井川遥さんインタビュー「自分とちょっと似ている〝太い〟女性を演じました」

ファッションページで本誌ではお馴染みの井川遥さんが、話題の映画でヒロインを務める。すっぴんに束ね髪、ぶっきらぼうな口調で、孤独な女性を演じている。テーマは50代の恋。切なくて哀しくて、じわじわと染みこむ物語。演じながらどこか、自分と似ているところもあったようで……。
井川遥 インタビュー
今まで見たことのない井川遥、かもしれない。話題の映画『平場の月』で、井川遥さんはヒロイン・須藤葉子を演じている。

「誰にも頼らず、本心を見せず、ひとりで生きて行く覚悟を決めている女性です。けれど愛に枯渇して埋められない寂しさ、孤独感を身にまとっている厚い殻があるので、感情を表に出さない。でも心は動いている。そんな須藤を演じる難しさはありました。」

 主人公は、堺雅人さん演じる50歳の中年男性・青砥健将。妻子と別れて地元に戻り、印刷会社で働いている。体の不調を感じ、検査に訪れた病院で偶然出会ったのが、売店で働く須藤葉子。中学生時代にフラれた、初恋の相手だった。青砥の記憶にある須藤は、〝太い〟女性。芯の通った、ゆるがない、動じない何かを持っている、ということ。

「本作の土井裕泰監督とお話した際、「井川さんには須藤のような”太い〟部分があると前作ご一緒して感じました」とおっしゃって。私自身は末っ子で兄弟を見て育ってきたせいか、周りから見るとしっかりしているように見えるらしいですが、全くそんなことはない(笑)。実際は人に甘えるということが昔から苦手なんです。臆病なところがあるし、人見知りしがちですし、ちょっと慎重ですし、ひとりでいるのも嫌いじゃない。でもその反面、人を笑わせたり人に喜んでもらうのが好きな一面もあるんです」
須藤は、青砥と関わるうちに、ゆっくりと溶けていく。50歳、元同級生同士の恋は、実直で誠実で、そしてどこか、微笑ましい。

「若い頃だったら、自分を大きく見せようとしたりありますけど、50代ともなると自分をよくわかっているので、逆に、こんな私ですけど、僕ですけど、どうですか? という感じで。過去があるのはお互いもちろん承知の上で、とりつくろわず、ありのままの自分を見せて、それで惹かれ合えたら、それで十分というか。その中で幸せを共有できる相手だとしたら、素敵なことだと思います」
= = = = =
## 設問
**1)** この記事に登場する人物の名前を、フルネームですべて挙げてください。
**2)** この記事のうち、「主人公は、堺雅人さん演じる5」という語句を含むところから始まり「実直で誠実で、そしてどこか、微笑ましい。」で終わる部分を、一字一句そのまま打ち直してください。

## 入力データ
= = = = =
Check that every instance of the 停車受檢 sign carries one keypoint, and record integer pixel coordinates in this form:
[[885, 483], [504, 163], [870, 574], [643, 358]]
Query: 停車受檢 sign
= = = = =
## 解答欄
**1)** 井川遥、須藤葉子、堺雅人、青砥健将、土井裕泰

**2)**
主人公は、堺雅人さん演じる50歳の中年男性・青砥健将。妻子と別れて地元に戻り、印刷会社で働いている。体の不調を感じ、検査に訪れた病院で偶然出会ったのが、売店で働く須藤葉子。中学生時代にフラれた、初恋の相手だった。青砥の記憶にある須藤は、〝太い〟女性。芯の通った、ゆるがない、動じない何かを持っている、ということ。

「本作の土井裕泰監督とお話した際、「井川さんには須藤のような”太い〟部分があると前作ご一緒して感じました」とおっしゃって。私自身は末っ子で兄弟を見て育ってきたせいか、周りから見るとしっかりしているように見えるらしいですが、全くそんなことはない(笑)。実際は人に甘えるということが昔から苦手なんです。臆病なところがあるし、人見知りしがちですし、ちょっと慎重ですし、ひとりでいるのも嫌いじゃない。でもその反面、人を笑わせたり人に喜んでもらうのが好きな一面もあるんです」
須藤は、青砥と関わるうちに、ゆっくりと溶けていく。50歳、元同級生同士の恋は、実直で誠実で、そしてどこか、微笑ましい。